YOUR INSTRUCTIONS:
Please report every line in the listing below that contains the string "roof", copying each such line in full. Matching is case-sensitive.

Location identification items:
start
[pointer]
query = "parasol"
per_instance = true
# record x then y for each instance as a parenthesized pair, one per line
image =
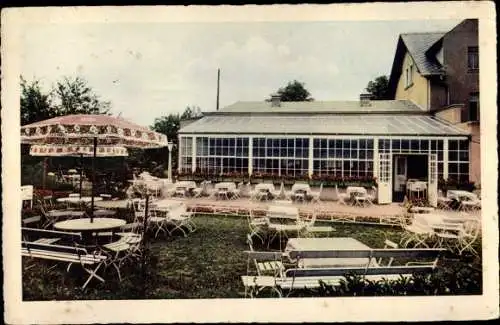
(94, 131)
(58, 150)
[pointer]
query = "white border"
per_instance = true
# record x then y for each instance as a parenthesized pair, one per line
(258, 310)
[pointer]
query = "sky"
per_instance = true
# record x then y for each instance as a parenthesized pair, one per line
(149, 70)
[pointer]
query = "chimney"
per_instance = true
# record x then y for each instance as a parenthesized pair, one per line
(364, 100)
(275, 100)
(218, 89)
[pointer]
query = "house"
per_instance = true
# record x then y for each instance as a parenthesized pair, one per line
(345, 139)
(439, 72)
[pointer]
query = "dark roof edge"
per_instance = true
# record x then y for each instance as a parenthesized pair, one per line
(334, 134)
(409, 112)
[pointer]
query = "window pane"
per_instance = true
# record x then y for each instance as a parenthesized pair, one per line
(452, 145)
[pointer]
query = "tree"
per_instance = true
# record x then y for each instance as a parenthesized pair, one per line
(294, 91)
(378, 88)
(168, 125)
(36, 105)
(76, 97)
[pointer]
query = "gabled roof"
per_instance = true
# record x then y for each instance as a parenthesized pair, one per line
(417, 45)
(320, 107)
(422, 48)
(324, 124)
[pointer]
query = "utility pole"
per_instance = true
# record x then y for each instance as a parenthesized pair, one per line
(218, 84)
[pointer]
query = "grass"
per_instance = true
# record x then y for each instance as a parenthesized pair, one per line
(206, 264)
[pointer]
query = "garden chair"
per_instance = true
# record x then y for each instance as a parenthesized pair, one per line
(279, 193)
(257, 225)
(341, 197)
(470, 205)
(236, 192)
(115, 253)
(272, 267)
(443, 202)
(202, 190)
(387, 244)
(417, 232)
(468, 236)
(315, 196)
(372, 197)
(180, 219)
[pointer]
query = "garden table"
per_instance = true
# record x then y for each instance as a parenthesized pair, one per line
(86, 227)
(328, 244)
(75, 200)
(118, 204)
(165, 205)
(225, 189)
(275, 211)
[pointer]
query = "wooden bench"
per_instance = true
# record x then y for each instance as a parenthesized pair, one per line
(49, 236)
(309, 278)
(90, 262)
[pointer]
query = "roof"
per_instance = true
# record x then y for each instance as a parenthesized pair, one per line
(376, 106)
(422, 48)
(331, 124)
(417, 45)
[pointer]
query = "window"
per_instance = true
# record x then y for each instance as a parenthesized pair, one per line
(473, 114)
(409, 75)
(473, 58)
(344, 158)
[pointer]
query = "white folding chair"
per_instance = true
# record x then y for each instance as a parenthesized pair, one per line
(273, 267)
(341, 197)
(257, 225)
(315, 196)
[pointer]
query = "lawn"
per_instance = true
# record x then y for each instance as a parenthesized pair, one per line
(208, 264)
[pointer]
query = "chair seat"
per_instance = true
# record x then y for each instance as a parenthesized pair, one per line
(270, 266)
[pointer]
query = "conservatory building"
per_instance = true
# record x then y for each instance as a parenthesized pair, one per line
(390, 140)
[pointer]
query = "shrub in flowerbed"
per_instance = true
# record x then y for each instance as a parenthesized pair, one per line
(450, 280)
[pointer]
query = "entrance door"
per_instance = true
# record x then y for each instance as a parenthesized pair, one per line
(384, 182)
(400, 177)
(432, 191)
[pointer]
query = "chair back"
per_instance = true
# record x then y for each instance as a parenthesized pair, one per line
(250, 242)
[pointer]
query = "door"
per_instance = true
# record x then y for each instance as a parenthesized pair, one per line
(432, 191)
(384, 181)
(400, 176)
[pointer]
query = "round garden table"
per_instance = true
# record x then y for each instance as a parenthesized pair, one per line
(85, 199)
(86, 227)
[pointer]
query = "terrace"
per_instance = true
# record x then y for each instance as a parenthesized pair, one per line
(209, 262)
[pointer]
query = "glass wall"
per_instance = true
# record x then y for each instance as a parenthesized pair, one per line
(222, 155)
(343, 157)
(458, 160)
(186, 152)
(281, 156)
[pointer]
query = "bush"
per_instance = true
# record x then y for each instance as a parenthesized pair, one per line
(445, 281)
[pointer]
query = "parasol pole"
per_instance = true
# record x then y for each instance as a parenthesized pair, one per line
(81, 173)
(93, 181)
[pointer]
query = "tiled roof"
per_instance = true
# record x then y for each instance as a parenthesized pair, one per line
(417, 45)
(376, 106)
(331, 124)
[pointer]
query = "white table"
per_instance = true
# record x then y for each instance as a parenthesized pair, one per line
(86, 227)
(325, 244)
(225, 189)
(75, 200)
(276, 211)
(459, 194)
(165, 205)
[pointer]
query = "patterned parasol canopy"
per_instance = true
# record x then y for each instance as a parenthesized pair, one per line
(91, 130)
(56, 150)
(81, 129)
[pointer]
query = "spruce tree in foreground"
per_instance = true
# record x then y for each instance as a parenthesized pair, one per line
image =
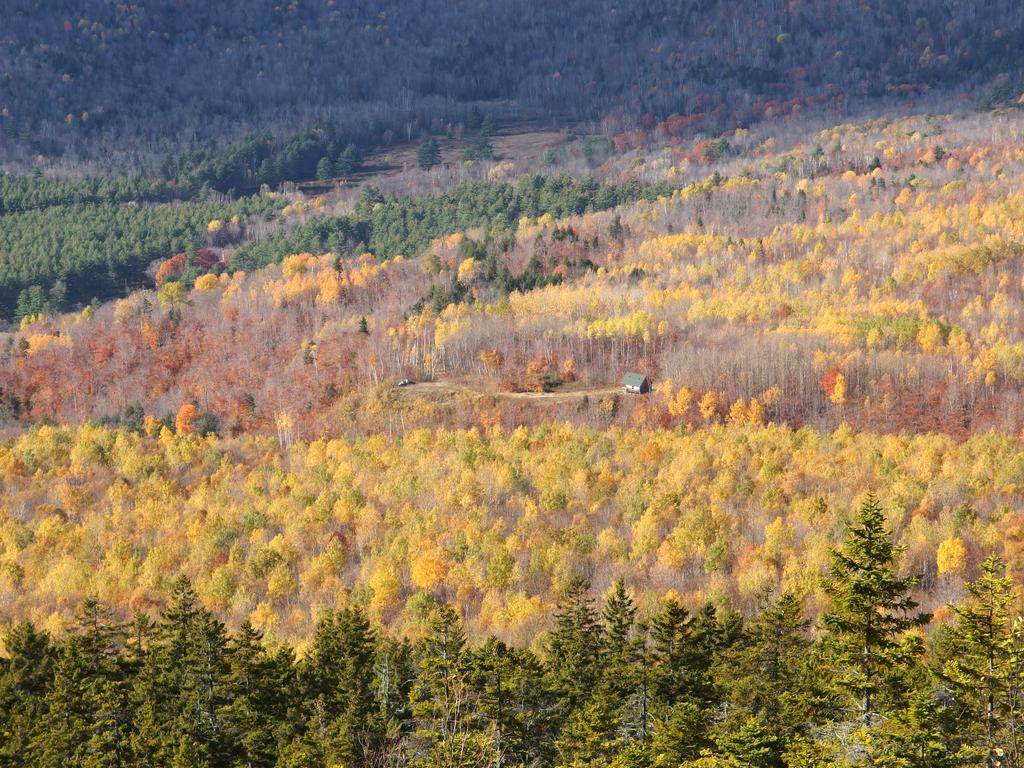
(428, 155)
(981, 670)
(866, 630)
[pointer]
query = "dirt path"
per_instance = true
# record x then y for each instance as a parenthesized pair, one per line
(446, 388)
(521, 143)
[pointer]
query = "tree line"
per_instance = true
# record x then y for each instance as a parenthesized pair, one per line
(602, 687)
(388, 226)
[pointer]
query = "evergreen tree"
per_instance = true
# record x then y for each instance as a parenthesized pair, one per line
(511, 695)
(753, 744)
(179, 691)
(441, 699)
(65, 727)
(325, 169)
(338, 678)
(980, 671)
(681, 732)
(766, 674)
(625, 683)
(25, 675)
(866, 628)
(682, 652)
(259, 699)
(348, 161)
(428, 155)
(574, 647)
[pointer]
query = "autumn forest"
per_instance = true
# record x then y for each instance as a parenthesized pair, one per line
(314, 444)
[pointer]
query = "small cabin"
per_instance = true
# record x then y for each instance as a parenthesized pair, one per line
(636, 384)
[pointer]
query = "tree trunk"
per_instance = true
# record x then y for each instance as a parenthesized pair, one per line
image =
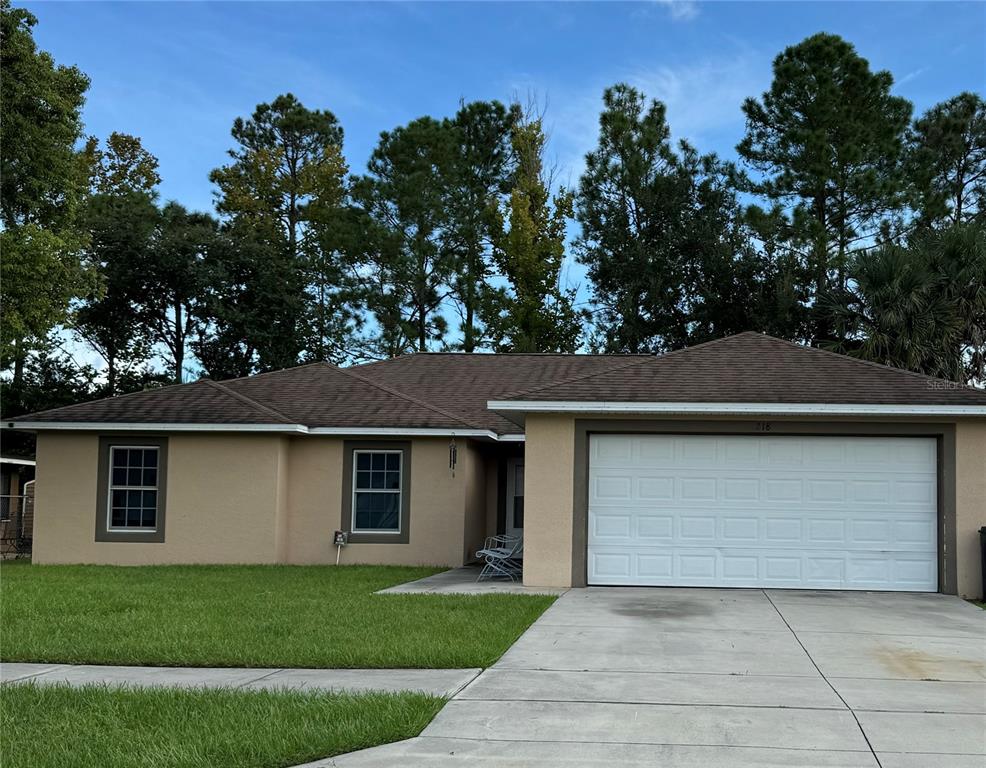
end
ANSWER FOR THE TASK:
query = "dark roof edge"
query = "gabled roof"
query = "roof"
query = "tiled roof"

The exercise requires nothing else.